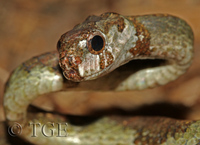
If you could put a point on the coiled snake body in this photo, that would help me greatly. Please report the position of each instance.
(93, 49)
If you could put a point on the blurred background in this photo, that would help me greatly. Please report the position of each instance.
(31, 27)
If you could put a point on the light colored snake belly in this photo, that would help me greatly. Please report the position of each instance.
(91, 51)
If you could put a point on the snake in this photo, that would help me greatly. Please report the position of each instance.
(88, 54)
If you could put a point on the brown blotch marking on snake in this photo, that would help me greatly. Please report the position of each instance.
(109, 58)
(142, 46)
(102, 61)
(47, 59)
(114, 19)
(71, 53)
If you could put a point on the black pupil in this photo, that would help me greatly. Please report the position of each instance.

++++++

> _Direction_
Update the rows from the line that has "If you could put a point on the light" through the last of the rows, replacing "greatly" with "a lot" and leaving everything else unchanged.

> _Finished task_
If you could put a point on the light colored snake belly in this photo, that would help me a lot. Please report the position of each instance.
(91, 51)
If you could put a point on the snake in this photo, that would help me a lot. Please report the position of each instance.
(88, 54)
If you could put a point on the brown blotch marking on snake in this photo, that would help me a lot. Please report the position of each instance.
(109, 58)
(142, 46)
(102, 61)
(47, 59)
(114, 19)
(71, 53)
If you could put a point on the black pupil in this photo, that would help me a lot. Please report the position of each instance.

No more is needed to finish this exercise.